• _読解用本文_
カセットテープや、今やほとんど見ることのないMDに15年以上前に録音したラジオ番組が残されています。それを聞きながら一句詠みました。
【 古いラジオの録音聞く 夏座敷 】
《背景》季語:夏座敷[夏]
ここ最近、15年以上前のラジオ番組の録音をあらためて聞いている。
そんなに変わり無いのかと思ったら、話しのテンポも掛かる曲も割とゆったりしていて、しかも今と違ってどうでもいいような話しは少なく、心に残る内容が多いことに驚いた。
こんなラジオ番組を聞くには、夏を涼しく過ごそうとした昔の夏座敷が似合うと思った。
襖や障子を取り外して風を通したり、籐の敷物や茣蓙などを敷き、麻の座布団にしたり・・そんな夏の座敷を懐かしく思った。
『暮らし自分流/下重曉子著(海竜社)』を古本で見つけ、読んでみました。
2018年第一刷発行となっていて、過去様々なところから出版された著者の文から「住まい」「おしゃれ」「いいもの、好きなものをつかう」「七十歳からの着物」「暮らしの立ち居振る舞い」「心を遊ばせる時間」などの項目ごとに編集して構成されていました。
いつも下重さんの本を読んでいると、“迷い”が無いです。
それは他の人にはあまり見られないことだと感じました。
「こうしてみよう」と思ったらすぐに実行してみる、その行動力が下重さんのいくつものベストセラーを生む結果を導き出しているのだと思います。
良いと思えば軽井沢で長く住まわれていた家を別荘として手に入れ、そこに仕事場を設けたり、そこが冬寒いとなると、冬用の別荘もすぐ隣に購入して、友人達を招いて宿泊させたりもしていました。
親の残した古い家具なども運び込んで、自分の気に入った家具を気に入ったようにレイアウトし、自分らしい住まいをつくりだしています。
骨董に興味があり、勧められると骨董商の資格免許を取って、骨董商まで始めてしまいます。
何年かやってずっと赤字だとスパっとやめています。
そういうところの決断力もすごい。
服装にしても、自分はこれこれこういうものが好きだし、自分はこういうものが似合って、コーディネイトはこうするのがいいと決めると迷いのないファッションを心がけています。
そして人との付き合い方も自分の考え方と実際のやり方がしっかりと決まっていて、ちょっと凡人には難しくて真似出来ないこともあるよなぁと思ったりもしましたが。
でも年齢を重ねてくると、あれこれ迷って何か月も何年も経ってしまうような人が多い中、下重さんのような感覚で物事を決め、実行していくことによって、自分でも納得できる生き方、住まい方が出来るだろうと思いました。

(物体の位置を示すデータセットの行)
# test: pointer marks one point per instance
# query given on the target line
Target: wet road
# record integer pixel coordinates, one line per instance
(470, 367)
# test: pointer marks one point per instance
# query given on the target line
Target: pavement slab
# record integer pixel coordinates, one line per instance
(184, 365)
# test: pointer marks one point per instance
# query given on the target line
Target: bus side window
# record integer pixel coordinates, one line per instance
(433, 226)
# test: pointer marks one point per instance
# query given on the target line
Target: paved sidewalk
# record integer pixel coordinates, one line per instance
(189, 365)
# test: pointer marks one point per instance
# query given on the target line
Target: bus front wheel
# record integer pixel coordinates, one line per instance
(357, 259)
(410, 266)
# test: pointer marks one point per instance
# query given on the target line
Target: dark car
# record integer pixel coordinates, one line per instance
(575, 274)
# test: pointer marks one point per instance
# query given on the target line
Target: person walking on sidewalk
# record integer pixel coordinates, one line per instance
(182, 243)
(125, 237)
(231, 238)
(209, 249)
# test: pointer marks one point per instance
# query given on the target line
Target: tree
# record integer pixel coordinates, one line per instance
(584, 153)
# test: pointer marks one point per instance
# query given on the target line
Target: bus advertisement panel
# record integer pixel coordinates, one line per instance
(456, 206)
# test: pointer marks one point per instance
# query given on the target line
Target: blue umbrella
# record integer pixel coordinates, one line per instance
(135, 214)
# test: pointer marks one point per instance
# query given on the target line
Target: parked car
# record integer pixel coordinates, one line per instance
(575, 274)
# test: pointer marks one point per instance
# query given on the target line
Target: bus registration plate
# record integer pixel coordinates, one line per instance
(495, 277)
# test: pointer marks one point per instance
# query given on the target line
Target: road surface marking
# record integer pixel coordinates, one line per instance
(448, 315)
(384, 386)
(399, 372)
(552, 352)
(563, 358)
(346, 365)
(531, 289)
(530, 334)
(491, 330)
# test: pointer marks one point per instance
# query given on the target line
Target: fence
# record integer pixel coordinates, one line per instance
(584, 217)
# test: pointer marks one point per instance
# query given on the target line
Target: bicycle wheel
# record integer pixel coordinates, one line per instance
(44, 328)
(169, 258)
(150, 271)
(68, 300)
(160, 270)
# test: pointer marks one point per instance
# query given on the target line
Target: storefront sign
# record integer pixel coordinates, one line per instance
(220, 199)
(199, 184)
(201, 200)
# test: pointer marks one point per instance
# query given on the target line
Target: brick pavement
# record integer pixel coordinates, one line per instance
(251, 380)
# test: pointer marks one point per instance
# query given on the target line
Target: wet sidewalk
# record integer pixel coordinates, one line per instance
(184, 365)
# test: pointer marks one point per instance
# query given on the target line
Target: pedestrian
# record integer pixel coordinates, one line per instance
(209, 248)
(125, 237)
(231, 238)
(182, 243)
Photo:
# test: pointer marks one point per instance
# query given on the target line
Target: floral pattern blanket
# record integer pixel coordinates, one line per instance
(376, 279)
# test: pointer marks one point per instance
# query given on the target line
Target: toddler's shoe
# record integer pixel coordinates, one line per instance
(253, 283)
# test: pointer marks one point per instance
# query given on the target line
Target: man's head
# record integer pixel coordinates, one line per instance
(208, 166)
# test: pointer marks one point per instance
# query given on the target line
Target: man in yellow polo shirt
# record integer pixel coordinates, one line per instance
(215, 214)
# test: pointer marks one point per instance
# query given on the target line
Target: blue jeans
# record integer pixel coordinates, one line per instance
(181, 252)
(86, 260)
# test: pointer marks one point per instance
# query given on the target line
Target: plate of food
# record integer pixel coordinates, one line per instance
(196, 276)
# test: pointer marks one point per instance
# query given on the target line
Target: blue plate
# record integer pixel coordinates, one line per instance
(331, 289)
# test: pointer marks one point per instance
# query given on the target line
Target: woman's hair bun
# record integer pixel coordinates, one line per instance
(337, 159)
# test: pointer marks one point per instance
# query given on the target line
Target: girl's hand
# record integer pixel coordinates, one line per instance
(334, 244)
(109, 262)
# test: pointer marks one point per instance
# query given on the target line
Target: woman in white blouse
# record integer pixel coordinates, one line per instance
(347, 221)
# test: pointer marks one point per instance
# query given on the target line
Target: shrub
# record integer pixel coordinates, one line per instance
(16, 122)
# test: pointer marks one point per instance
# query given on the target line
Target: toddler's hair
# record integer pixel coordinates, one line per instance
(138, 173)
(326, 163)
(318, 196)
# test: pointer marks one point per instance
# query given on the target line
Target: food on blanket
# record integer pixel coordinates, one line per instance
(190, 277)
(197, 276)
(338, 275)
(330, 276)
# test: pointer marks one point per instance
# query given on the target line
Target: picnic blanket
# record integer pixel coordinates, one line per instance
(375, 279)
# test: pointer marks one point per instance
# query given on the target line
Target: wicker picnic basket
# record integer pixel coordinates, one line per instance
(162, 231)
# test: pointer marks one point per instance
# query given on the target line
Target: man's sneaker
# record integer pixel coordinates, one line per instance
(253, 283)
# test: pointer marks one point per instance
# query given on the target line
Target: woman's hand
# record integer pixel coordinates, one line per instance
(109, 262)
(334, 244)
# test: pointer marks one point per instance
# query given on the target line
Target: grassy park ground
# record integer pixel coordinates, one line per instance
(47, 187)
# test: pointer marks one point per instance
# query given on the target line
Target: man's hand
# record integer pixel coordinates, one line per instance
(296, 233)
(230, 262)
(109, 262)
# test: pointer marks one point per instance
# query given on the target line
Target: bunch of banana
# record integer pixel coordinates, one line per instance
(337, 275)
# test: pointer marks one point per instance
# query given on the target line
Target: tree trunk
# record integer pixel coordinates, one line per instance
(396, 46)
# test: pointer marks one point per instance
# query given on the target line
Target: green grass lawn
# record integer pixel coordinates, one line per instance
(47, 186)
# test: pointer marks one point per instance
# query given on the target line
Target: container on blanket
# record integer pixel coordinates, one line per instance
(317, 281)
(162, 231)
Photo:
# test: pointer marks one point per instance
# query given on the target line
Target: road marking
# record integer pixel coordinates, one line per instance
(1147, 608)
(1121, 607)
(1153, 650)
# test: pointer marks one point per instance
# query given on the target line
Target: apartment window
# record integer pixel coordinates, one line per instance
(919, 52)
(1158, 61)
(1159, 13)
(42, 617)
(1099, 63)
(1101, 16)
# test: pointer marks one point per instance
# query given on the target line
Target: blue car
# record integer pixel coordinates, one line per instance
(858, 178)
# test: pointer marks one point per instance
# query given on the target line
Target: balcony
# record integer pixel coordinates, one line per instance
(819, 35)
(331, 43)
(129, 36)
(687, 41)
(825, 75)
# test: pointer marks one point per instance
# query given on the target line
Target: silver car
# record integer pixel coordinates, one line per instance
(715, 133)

• _課題の要件_
A: 本文に基づいて、次の問いに答えてください。
(i) 句に使われている季語は何か。
(ii) 『暮らし自分流』の第一刷発行は何年か。
(iii) 骨董商を何年か続けてずっと赤字だったとき、下重さんはどうしたか。
B: 本文のうち、「こんなラジオ番組を聞くには、夏を涼しく過ごそうとした昔の夏座敷が似合うと思った。」を含む語句で始まり「それは他の人にはあまり見られないことだと感じました。」で終わる部分を、そのまま出力してください。

• _各課題の結果_
A:
(i) 夏座敷
(ii) 2018年
(iii) スパっとやめた。

B:
こんなラジオ番組を聞くには、夏を涼しく過ごそうとした昔の夏座敷が似合うと思った。
襖や障子を取り外して風を通したり、籐の敷物や茣蓙などを敷き、麻の座布団にしたり・・そんな夏の座敷を懐かしく思った。
『暮らし自分流/下重曉子著(海竜社)』を古本で見つけ、読んでみました。
2018年第一刷発行となっていて、過去様々なところから出版された著者の文から「住まい」「おしゃれ」「いいもの、好きなものをつかう」「七十歳からの着物」「暮らしの立ち居振る舞い」「心を遊ばせる時間」などの項目ごとに編集して構成されていました。
いつも下重さんの本を読んでいると、“迷い”が無いです。
それは他の人にはあまり見られないことだと感じました。